# Your goal:
Exactly as given, restate each record that follows.

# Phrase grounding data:
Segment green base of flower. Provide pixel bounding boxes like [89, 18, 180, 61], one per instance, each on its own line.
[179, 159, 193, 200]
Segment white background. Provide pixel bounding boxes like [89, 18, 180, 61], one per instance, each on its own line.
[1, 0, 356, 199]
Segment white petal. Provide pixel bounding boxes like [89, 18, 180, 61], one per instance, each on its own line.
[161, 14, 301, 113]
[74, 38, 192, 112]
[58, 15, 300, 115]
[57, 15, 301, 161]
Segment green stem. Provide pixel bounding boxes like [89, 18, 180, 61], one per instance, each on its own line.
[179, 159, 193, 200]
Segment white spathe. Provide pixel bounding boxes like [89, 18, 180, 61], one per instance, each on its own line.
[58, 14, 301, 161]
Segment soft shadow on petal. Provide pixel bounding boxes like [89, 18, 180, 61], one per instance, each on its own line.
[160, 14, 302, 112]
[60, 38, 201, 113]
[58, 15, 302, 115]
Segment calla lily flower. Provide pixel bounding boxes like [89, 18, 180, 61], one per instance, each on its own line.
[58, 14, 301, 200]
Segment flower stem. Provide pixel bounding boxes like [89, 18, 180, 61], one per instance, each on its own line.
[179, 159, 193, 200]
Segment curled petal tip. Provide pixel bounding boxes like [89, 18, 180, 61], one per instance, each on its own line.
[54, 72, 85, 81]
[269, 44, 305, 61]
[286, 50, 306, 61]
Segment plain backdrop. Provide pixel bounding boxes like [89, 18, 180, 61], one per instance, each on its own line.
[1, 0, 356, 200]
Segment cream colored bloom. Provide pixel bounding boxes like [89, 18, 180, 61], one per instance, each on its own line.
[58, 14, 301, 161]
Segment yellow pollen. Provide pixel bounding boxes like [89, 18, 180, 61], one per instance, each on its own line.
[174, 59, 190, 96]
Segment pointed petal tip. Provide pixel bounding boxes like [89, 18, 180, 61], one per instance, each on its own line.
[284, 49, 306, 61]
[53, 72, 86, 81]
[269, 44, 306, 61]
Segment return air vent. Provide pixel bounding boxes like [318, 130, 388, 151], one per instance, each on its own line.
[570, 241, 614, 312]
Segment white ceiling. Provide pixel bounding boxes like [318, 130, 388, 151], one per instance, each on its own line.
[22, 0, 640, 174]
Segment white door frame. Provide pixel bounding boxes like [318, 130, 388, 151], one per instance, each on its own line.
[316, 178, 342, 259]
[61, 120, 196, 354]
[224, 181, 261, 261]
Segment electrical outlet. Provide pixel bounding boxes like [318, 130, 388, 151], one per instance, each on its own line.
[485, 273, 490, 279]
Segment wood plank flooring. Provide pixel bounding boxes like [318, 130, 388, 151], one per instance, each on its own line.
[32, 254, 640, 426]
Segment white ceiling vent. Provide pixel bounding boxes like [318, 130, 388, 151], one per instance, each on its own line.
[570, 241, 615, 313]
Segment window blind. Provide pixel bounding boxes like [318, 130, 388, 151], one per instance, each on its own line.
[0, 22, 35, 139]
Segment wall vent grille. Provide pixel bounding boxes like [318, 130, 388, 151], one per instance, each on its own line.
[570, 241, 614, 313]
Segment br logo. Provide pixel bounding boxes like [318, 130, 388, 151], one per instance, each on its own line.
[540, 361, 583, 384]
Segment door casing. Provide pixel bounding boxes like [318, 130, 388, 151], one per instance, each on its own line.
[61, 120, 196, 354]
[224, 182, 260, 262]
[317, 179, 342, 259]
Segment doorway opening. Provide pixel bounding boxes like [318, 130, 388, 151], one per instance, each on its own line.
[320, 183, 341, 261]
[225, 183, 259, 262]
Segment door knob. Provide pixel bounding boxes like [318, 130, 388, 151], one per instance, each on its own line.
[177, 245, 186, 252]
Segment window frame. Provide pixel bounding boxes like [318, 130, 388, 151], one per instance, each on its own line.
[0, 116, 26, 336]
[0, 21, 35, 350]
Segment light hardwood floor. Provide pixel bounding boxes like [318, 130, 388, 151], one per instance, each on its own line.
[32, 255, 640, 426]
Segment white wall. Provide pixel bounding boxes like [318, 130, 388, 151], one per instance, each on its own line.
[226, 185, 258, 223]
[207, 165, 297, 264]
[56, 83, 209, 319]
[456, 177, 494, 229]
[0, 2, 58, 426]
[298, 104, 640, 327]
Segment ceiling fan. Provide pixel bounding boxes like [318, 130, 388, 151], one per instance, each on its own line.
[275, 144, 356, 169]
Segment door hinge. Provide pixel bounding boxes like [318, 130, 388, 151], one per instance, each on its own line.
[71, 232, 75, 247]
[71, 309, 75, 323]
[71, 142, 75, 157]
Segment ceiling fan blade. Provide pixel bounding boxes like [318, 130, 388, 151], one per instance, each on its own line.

# Finished exercise:
Segment green base of flower. Provide pixel bounding boxes like [89, 18, 180, 61], one per instance, each on its own line.
[179, 159, 193, 200]
Segment white background. Provide pixel bounding boxes like [89, 18, 180, 61], one per instance, each on its own line.
[1, 0, 356, 199]
Segment white petal. Provide pixel bounding boxes like [89, 18, 180, 61], one per instance, each on its own line.
[161, 14, 301, 113]
[74, 38, 192, 112]
[58, 15, 300, 115]
[57, 15, 301, 161]
Segment green stem. Provide pixel bounding boxes like [89, 18, 180, 61], one per instance, each on its own line.
[179, 159, 193, 200]
Segment white spathe. Provide pixel bounding boxes like [89, 18, 180, 61], one per instance, each on its own line.
[58, 14, 301, 161]
Segment soft shadow on petal. Provide pixel bounding boxes like [89, 18, 180, 61], one per instance, each on its own line.
[160, 14, 302, 112]
[60, 38, 201, 113]
[58, 15, 302, 115]
Segment calla lily flower. Provide pixel bounding boxes like [89, 18, 180, 61], one per instance, each on its own line.
[58, 14, 301, 200]
Segment flower stem. Provide pixel bounding boxes like [89, 18, 180, 61], one per instance, each on its own line.
[179, 159, 193, 200]
Segment curled petal tip. Provide pixel bounding boxes like [89, 18, 180, 61], one per instance, each on its own line.
[54, 72, 85, 81]
[269, 44, 305, 61]
[286, 50, 306, 61]
Segment plain backdrop. Provide pixel bounding boxes like [89, 18, 180, 61], one per instance, each on its own line.
[1, 0, 356, 200]
Segment cream colored bloom. Provide pixel bounding boxes like [89, 18, 180, 61], one per instance, each on its own line.
[58, 14, 301, 161]
Segment yellow pollen. Provide pixel bounding boxes like [89, 18, 180, 61], one per instance, each on its own line.
[174, 59, 190, 96]
Segment pointed petal tip. Provide pixel bounding boxes like [89, 18, 180, 61], one per instance, each on its own line.
[284, 49, 306, 61]
[53, 72, 86, 81]
[269, 44, 306, 61]
Segment return air vent. Provide pixel bounding boxes like [318, 130, 388, 151], one per instance, each on its own line.
[570, 241, 614, 312]
Segment white ceiling. Provide pixel bounding boxes like [318, 130, 388, 151], one per instance, each on its own line.
[22, 0, 640, 174]
Segment white door frame. Provide pixel bounding boxes like [318, 130, 388, 151], one per instance, each on its own line.
[316, 178, 342, 259]
[61, 120, 196, 354]
[224, 181, 261, 261]
Segment electrical outlet. Provide pixel bounding boxes like [318, 130, 388, 151], one per instance, each on its own line.
[485, 273, 490, 279]
Segment wood plank flooring. Provide pixel bounding boxes like [318, 130, 388, 151], one per instance, each on its own line.
[32, 254, 640, 426]
Segment white ceiling vent. Provide pixel bounding boxes like [318, 130, 388, 151], one per instance, each on its own line.
[570, 241, 615, 313]
Segment window blind. Provide pixel bounding boxes like [318, 130, 388, 151], one per instance, each on its own line.
[0, 22, 35, 139]
Segment wall vent grille. Provide pixel bounding boxes like [318, 130, 388, 151], one per instance, each on its own line.
[570, 241, 614, 313]
Segment br logo. Provide pixel bounding boxes like [318, 130, 388, 151], one per instance, each on its own line.
[540, 361, 583, 384]
Segment door casing. Provide pixel bounding boxes like [318, 130, 388, 151], one per instance, each on its own line.
[61, 120, 196, 354]
[224, 182, 260, 262]
[317, 179, 342, 259]
Segment doorway opening. Provide pixel bounding boxes like [318, 130, 388, 151], one per instance, each on its own line.
[320, 183, 341, 261]
[225, 183, 259, 262]
Segment door knob. Provide pixel bounding boxes like [318, 130, 388, 151], one per instance, each on its own line.
[177, 245, 186, 252]
Segment window frame. Provide pixel bounding boxes like [318, 130, 388, 151], one per instance, each on its own line.
[0, 116, 26, 336]
[0, 21, 35, 350]
Segment light hardwood floor. Provide pixel bounding boxes like [318, 130, 388, 151], one per instance, each on its own line.
[32, 255, 640, 426]
Segment white wall. Provide pixel bounding boxes like [318, 130, 388, 151], one per instance, each on its own line.
[226, 185, 258, 223]
[207, 165, 297, 264]
[56, 83, 209, 319]
[456, 177, 494, 229]
[0, 2, 58, 426]
[298, 104, 640, 327]
Segment ceiling fan. Provide pixel bounding boxes like [318, 130, 388, 151], one per instance, each on its own line.
[275, 144, 356, 169]
Segment door hinge. Provide pixel bounding boxes like [318, 130, 388, 151], one per instance, each on its own line.
[71, 232, 75, 247]
[71, 309, 75, 323]
[71, 142, 75, 157]
Segment ceiling fan blade. Provide pixel bounding boxes like [318, 130, 388, 151], one per instance, each on its own line.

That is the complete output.